_WORK TO BE COMPLETED_:
Would you please output the lines of the data below from the one containing "In the photo shown above, find every sea" to the end, exactly and with nothing added?

++++ DATASET ENTRIES

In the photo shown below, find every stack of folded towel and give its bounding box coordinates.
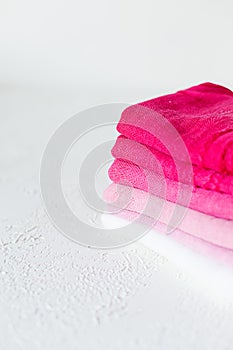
[104,83,233,251]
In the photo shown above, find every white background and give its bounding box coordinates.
[1,0,233,92]
[1,1,233,349]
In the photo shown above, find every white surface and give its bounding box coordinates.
[1,0,233,90]
[102,213,233,301]
[1,1,233,348]
[1,87,233,350]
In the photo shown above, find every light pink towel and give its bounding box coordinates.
[102,201,233,269]
[104,183,233,251]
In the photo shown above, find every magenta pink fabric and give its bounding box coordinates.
[108,158,233,220]
[112,135,233,195]
[117,82,233,174]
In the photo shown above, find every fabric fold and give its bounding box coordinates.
[108,158,233,220]
[117,82,233,174]
[104,183,233,250]
[106,82,233,252]
[112,135,233,195]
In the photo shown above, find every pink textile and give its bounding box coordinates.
[107,83,233,254]
[104,183,233,251]
[117,83,233,174]
[112,135,233,195]
[103,190,233,269]
[108,158,233,220]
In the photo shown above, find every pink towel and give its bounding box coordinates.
[103,185,233,271]
[117,83,233,174]
[104,183,233,251]
[112,135,233,195]
[109,83,233,220]
[106,83,233,252]
[108,158,233,220]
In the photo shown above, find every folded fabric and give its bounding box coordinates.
[112,135,233,195]
[104,183,233,250]
[108,158,233,220]
[106,82,233,266]
[108,83,233,222]
[117,82,233,174]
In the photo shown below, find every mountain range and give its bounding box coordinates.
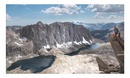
[91,22,124,41]
[6,21,124,74]
[6,21,124,49]
[73,21,124,31]
[6,21,94,57]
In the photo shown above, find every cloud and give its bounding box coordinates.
[6,14,12,21]
[94,13,104,18]
[91,8,97,12]
[41,4,81,15]
[107,15,117,19]
[6,13,21,21]
[26,8,31,11]
[87,4,124,13]
[117,16,124,19]
[80,10,84,13]
[107,15,124,19]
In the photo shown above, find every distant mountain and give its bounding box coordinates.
[6,21,94,57]
[91,22,124,41]
[100,22,116,30]
[73,22,105,30]
[6,25,22,31]
[73,21,124,31]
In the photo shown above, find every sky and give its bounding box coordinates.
[6,4,124,26]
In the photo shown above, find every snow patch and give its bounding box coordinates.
[14,42,23,46]
[14,54,22,61]
[19,37,27,42]
[44,45,50,49]
[82,37,91,45]
[56,41,62,48]
[64,41,73,48]
[67,42,72,45]
[73,41,82,45]
[8,60,13,64]
[55,41,73,48]
[19,38,23,43]
[17,54,22,58]
[54,38,92,48]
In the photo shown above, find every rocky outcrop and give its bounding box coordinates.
[91,22,124,41]
[16,21,94,54]
[6,30,34,57]
[40,54,100,74]
[7,54,100,74]
[118,22,124,39]
[7,42,120,74]
[6,30,34,68]
[109,35,124,73]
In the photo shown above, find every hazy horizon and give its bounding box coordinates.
[6,21,124,26]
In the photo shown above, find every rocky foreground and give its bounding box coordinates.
[7,42,119,74]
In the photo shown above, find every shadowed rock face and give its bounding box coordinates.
[16,21,93,54]
[118,22,124,39]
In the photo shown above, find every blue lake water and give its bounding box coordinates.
[67,43,101,56]
[7,43,101,73]
[88,43,101,50]
[7,55,55,73]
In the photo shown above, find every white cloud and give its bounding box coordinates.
[91,8,97,12]
[94,13,104,18]
[6,13,21,21]
[26,8,31,11]
[6,14,12,21]
[107,15,124,19]
[80,10,84,13]
[87,4,94,8]
[87,4,124,22]
[41,4,81,15]
[118,16,124,19]
[107,15,117,19]
[87,4,124,13]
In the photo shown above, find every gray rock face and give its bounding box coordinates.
[118,22,124,39]
[16,21,93,54]
[6,30,33,57]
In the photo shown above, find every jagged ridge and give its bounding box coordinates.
[16,21,94,54]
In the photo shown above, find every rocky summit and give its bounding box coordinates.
[14,21,94,55]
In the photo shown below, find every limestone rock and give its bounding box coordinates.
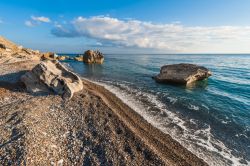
[153,63,212,85]
[21,60,83,99]
[42,53,69,61]
[0,43,6,49]
[41,52,57,60]
[0,36,41,64]
[57,55,68,61]
[74,55,84,62]
[83,50,104,64]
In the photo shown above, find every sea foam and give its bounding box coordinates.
[91,79,249,166]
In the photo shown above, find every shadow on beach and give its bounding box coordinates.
[0,71,53,97]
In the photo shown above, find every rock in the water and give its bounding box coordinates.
[41,52,58,60]
[41,52,69,61]
[74,55,84,61]
[57,55,69,61]
[83,50,104,64]
[21,60,83,99]
[153,63,212,85]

++++++++

_SOLVED PROBLEM_:
In the photo shown above, find every sea foam and give its bounding box coordinates.
[91,79,249,166]
In the photo shown above, find every shadow on beach and give its bounding box coordinates.
[0,71,53,97]
In the photo shown above, find every rock in the water and give its bounding box coordinates.
[41,52,58,60]
[41,52,69,61]
[74,55,84,61]
[57,55,69,61]
[83,50,104,64]
[21,60,83,99]
[153,63,212,85]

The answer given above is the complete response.